What needs to be done: Extract every one of the lines below and reproduce each one word for word, keeping them in their original order.

Excerpts from pointing data:
[START]
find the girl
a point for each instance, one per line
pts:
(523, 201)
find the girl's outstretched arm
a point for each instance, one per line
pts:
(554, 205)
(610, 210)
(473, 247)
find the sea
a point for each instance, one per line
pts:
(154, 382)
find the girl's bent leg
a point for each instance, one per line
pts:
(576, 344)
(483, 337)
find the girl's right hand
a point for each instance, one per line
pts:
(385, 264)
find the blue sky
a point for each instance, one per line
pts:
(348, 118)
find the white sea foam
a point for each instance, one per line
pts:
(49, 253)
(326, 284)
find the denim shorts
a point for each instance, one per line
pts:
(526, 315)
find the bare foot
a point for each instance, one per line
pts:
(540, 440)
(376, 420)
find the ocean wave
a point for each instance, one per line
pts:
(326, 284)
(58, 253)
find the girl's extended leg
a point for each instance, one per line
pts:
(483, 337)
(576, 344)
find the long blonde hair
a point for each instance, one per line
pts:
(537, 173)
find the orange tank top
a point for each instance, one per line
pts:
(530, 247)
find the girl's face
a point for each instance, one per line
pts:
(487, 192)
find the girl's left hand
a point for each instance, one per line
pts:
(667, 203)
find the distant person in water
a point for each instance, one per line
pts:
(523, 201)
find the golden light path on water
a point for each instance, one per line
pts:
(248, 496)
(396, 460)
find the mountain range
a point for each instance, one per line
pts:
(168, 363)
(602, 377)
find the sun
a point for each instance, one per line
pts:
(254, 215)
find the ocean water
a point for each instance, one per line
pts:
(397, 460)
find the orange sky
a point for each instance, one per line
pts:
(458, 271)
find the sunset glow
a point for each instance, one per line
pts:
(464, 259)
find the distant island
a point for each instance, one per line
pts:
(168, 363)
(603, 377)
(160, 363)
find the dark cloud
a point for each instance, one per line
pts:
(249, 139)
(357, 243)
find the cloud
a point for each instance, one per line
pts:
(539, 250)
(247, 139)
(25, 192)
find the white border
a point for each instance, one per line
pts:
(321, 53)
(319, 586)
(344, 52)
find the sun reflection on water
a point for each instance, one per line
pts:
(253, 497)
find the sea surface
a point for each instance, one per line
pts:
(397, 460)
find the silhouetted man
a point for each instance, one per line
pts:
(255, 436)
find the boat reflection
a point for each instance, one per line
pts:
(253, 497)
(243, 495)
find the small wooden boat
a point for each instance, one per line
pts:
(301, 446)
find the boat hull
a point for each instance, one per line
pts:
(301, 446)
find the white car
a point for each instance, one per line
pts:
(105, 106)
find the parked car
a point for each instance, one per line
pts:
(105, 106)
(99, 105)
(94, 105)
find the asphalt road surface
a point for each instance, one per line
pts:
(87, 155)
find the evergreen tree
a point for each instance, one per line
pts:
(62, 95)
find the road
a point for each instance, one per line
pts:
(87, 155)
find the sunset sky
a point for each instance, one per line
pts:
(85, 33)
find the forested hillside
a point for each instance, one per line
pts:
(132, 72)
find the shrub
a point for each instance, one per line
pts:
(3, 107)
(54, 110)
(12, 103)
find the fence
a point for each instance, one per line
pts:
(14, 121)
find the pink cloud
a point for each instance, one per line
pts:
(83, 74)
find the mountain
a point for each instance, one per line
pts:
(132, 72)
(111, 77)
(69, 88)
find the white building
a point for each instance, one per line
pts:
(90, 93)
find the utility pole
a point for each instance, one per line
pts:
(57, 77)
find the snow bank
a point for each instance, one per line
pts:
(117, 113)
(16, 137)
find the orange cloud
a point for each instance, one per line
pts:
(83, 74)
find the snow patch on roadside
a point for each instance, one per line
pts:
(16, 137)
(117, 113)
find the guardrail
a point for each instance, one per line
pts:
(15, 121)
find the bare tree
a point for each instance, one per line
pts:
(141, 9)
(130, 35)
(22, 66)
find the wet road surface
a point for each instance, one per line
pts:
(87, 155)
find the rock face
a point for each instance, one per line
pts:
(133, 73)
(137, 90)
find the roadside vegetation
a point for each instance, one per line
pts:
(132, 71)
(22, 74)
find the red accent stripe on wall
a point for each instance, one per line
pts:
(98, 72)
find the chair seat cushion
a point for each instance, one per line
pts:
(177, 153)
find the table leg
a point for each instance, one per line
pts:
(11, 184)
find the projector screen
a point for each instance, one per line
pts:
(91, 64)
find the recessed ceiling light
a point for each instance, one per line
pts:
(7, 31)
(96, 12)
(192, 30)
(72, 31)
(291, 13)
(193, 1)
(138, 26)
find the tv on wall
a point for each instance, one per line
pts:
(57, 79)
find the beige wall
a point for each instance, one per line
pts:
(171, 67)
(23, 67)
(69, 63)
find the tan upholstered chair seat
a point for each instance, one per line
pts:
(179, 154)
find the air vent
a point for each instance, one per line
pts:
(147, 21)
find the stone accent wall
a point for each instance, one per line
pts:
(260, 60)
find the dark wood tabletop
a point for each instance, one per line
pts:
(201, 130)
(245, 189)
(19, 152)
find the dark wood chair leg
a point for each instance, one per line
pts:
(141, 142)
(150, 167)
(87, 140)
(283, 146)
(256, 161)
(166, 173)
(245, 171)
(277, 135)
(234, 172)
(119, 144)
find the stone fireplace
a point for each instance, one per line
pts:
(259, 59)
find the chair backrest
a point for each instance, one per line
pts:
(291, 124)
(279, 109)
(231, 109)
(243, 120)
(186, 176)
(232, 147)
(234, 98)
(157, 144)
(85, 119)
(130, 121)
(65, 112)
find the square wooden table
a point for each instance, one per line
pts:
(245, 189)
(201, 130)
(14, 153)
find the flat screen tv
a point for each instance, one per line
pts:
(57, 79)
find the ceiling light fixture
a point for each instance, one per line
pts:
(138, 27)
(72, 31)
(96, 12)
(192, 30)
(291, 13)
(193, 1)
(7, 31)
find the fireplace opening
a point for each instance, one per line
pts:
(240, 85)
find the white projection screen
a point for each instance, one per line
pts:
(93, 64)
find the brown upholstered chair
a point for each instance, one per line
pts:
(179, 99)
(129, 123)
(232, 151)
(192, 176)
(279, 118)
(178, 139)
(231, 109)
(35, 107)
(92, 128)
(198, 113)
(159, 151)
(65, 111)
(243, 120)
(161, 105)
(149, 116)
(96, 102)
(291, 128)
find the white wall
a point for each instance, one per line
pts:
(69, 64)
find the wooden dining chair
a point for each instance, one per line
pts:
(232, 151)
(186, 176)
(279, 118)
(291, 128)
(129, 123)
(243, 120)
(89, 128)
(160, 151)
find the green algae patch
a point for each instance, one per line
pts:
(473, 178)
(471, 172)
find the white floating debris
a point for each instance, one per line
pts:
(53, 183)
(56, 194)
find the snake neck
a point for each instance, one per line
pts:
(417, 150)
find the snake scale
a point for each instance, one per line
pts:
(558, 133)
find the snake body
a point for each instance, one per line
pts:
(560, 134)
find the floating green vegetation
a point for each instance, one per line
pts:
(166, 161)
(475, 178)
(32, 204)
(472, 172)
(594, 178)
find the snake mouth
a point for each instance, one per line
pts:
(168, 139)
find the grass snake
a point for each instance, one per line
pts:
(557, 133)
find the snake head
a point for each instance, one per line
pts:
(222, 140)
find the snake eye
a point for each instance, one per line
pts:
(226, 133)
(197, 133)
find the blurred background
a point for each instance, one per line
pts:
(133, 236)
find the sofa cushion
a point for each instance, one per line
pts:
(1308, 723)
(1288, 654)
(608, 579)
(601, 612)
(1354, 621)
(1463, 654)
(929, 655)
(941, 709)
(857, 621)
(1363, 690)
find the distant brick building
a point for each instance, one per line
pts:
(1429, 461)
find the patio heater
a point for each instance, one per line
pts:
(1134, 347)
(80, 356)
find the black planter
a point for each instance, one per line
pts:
[END]
The solution:
find the girl
a point for each instance, one per line
pts:
(523, 201)
find the girl's outstretched arm
a point for each instance, one per line
pts:
(554, 205)
(610, 210)
(473, 247)
find the sea
a point for each instance, one per line
pts:
(154, 382)
find the girl's bent leg
a point for each instance, one per line
pts:
(576, 344)
(483, 337)
find the girl's right hand
a point for each instance, one per line
pts:
(385, 264)
find the blue sky
a point for each instance, one per line
pts:
(348, 118)
find the white sea foam
a point for each instance, one per line
pts:
(49, 253)
(326, 284)
find the denim shorts
a point for each instance, one per line
pts:
(526, 315)
find the bare foot
a point for each instance, one per line
pts:
(540, 440)
(376, 420)
find the ocean wave
a point for each instance, one per line
pts:
(326, 284)
(58, 253)
find the girl's extended leg
a point for each instance, one per line
pts:
(483, 337)
(576, 344)
find the long blonde hair
a point for each instance, one per line
pts:
(537, 173)
find the orange tank top
a point for each instance, one per line
pts:
(530, 247)
find the girl's face
a point for each instance, one per line
pts:
(487, 192)
find the girl's left hand
a point for each instance, one per line
pts:
(667, 203)
find the distant person in water
a point for each instance, one per line
pts:
(523, 201)
find the golden light path on water
a point for each instance, one per line
pts:
(248, 496)
(396, 460)
find the mountain range
a point for each instance, one per line
pts:
(168, 363)
(602, 377)
find the sun
a point for each instance, one per line
pts:
(254, 215)
find the ocean water
a point for each instance, one per line
pts:
(397, 460)
find the orange sky
a point for each instance, one per line
pts:
(458, 271)
find the sunset glow
a point for each instance, one per line
pts:
(464, 259)
find the distant island
a point for each instance, one per line
pts:
(168, 363)
(603, 377)
(160, 363)
find the dark cloud
a point for each instance, one per line
pts:
(249, 139)
(357, 243)
find the cloud
a point for each instance, one per line
pts:
(539, 250)
(247, 139)
(25, 192)
find the white border
a point for each instance, one per line
pts:
(321, 53)
(319, 586)
(344, 52)
find the sun reflection on water
a point for each instance, one per line
pts:
(253, 497)
find the sea surface
a point for each instance, one per line
pts:
(397, 460)
find the silhouetted man
a point for each instance, one per line
pts:
(255, 436)
find the boat reflection
a point for each instance, one per line
pts:
(253, 497)
(243, 495)
find the small wooden boat
a point for each instance, one per line
pts:
(301, 446)
find the boat hull
a point for each instance, one per line
pts:
(301, 446)
find the white car
a point for each instance, one per line
pts:
(105, 106)
find the parked car
a point for each instance, one per line
pts:
(105, 106)
(99, 105)
(94, 105)
find the asphalt road surface
a point for each instance, one per line
pts:
(87, 155)
find the evergreen tree
a point for each instance, one per line
pts:
(62, 95)
find the road
a point for each instance, one per line
pts:
(87, 155)
find the sunset sky
a point for each instance, one per line
pts:
(85, 33)
find the forested hillside
a point for each instance, one per line
pts:
(132, 72)
find the shrub
a point for each instance, one per line
pts:
(3, 107)
(54, 110)
(12, 103)
find the fence
a point for each instance, one per line
pts:
(14, 121)
find the pink cloud
a point for each instance, one per line
pts:
(83, 74)
find the mountain
a point for each instance, one per line
pts:
(132, 72)
(111, 77)
(69, 88)
find the white building
a point for each instance, one per line
pts:
(90, 93)
find the utility pole
a point for each instance, one per line
pts:
(57, 77)
find the snow bank
a point for each instance, one per line
pts:
(117, 113)
(16, 137)
find the orange cloud
a point for each instance, one per line
pts:
(83, 74)
find the snow patch on roadside
a point for each instance, one per line
pts:
(16, 137)
(117, 113)
find the guardrail
a point for each instance, one per line
pts:
(15, 121)
find the bare tree
a point for each instance, one per line
pts:
(141, 9)
(130, 35)
(22, 66)
find the wet road surface
a point for each instance, one per line
pts:
(87, 155)
find the rock face
a point for each instance, one per line
pts:
(133, 73)
(137, 90)
find the roadside vegetation
a point for each instance, one per line
pts:
(132, 71)
(22, 74)
find the red accent stripe on wall
a point for each instance, one per line
pts:
(98, 72)
find the chair seat cushion
a point for each instance, one per line
pts:
(177, 153)
find the table leg
a point for each instance, one per line
pts:
(11, 184)
find the projector screen
a point for each instance, one per line
pts:
(91, 64)
find the recessed ceiling light
a point for each instance, one per line
pts:
(7, 31)
(96, 12)
(192, 30)
(72, 31)
(291, 13)
(193, 1)
(138, 26)
find the tv on wall
a point for each instance, one per line
pts:
(57, 79)
find the beige wall
a point for each instance, one per line
pts:
(171, 67)
(23, 67)
(69, 63)
find the tan upholstered chair seat
a point for each instance, one per line
pts:
(179, 154)
find the air vent
a point for each instance, one per line
pts:
(147, 21)
find the stone accent wall
a point for each instance, one per line
pts:
(260, 60)
find the dark wood tabletop
a point for each instance, one per line
pts:
(201, 130)
(245, 189)
(19, 152)
find the dark wood chair leg
a point for each instance, one per line
pts:
(141, 142)
(150, 167)
(87, 140)
(283, 146)
(256, 161)
(166, 173)
(245, 171)
(277, 135)
(234, 172)
(119, 144)
find the stone fireplace
a point for each instance, one per line
pts:
(259, 59)
find the chair backrest
a point for each instance, one per line
pts:
(291, 124)
(279, 109)
(231, 109)
(243, 120)
(186, 176)
(232, 147)
(234, 98)
(157, 144)
(85, 119)
(130, 121)
(65, 112)
find the square wooden table
a point for each instance, one per line
pts:
(245, 189)
(201, 130)
(14, 153)
find the flat screen tv
a point for each instance, one per line
pts:
(57, 79)
find the ceiling light fixture
a point for each instance, one per line
pts:
(138, 27)
(72, 31)
(96, 12)
(192, 30)
(291, 13)
(193, 1)
(7, 31)
find the fireplace opening
a point for each instance, one per line
pts:
(240, 85)
find the white projection screen
a point for each instance, one per line
pts:
(93, 64)
find the brown upholstered chair
a point for each instance, one per line
pts:
(179, 99)
(129, 123)
(232, 151)
(192, 176)
(279, 118)
(178, 139)
(231, 109)
(35, 107)
(92, 128)
(198, 113)
(159, 151)
(65, 111)
(243, 120)
(161, 105)
(149, 116)
(96, 102)
(291, 128)
find the white wall
a point for each instance, one per line
pts:
(69, 64)
find the wooden dining chair
a point for each instance, one per line
pts:
(232, 151)
(186, 176)
(279, 118)
(291, 128)
(129, 123)
(243, 120)
(89, 128)
(160, 151)
find the green algae patch
a point for each instance, one per line
pts:
(473, 178)
(471, 172)
find the white floating debris
a point for each instance, one per line
pts:
(53, 183)
(56, 194)
find the snake neck
a point for each instance, one per line
pts:
(417, 150)
find the snake scale
a point for each instance, one per line
pts:
(558, 133)
find the snake body
a point for each instance, one per line
pts:
(560, 134)
find the floating green vegetation
a point for each instance, one per line
pts:
(166, 161)
(475, 178)
(32, 204)
(472, 172)
(594, 178)
find the snake mouth
a point for each instance, one per line
pts:
(168, 139)
find the grass snake
a point for each instance, one per line
pts:
(557, 133)
find the snake head
a point for each instance, one per line
pts:
(222, 140)
find the snake eye
a point for each instance, one per line
pts:
(226, 133)
(197, 133)
find the blurred background
a point for each instance, one per line
pts:
(133, 236)
find the sofa cushion
a point for each instance, one per line
pts:
(1308, 723)
(1288, 654)
(608, 579)
(601, 612)
(1354, 621)
(1463, 654)
(929, 655)
(941, 709)
(857, 621)
(1363, 690)
find the distant brick building
a point for each instance, one per line
pts:
(1429, 461)
find the patio heater
a point for each instance, one per line
pts:
(1134, 347)
(80, 356)
find the black planter
a point for each instance, one per line
pts:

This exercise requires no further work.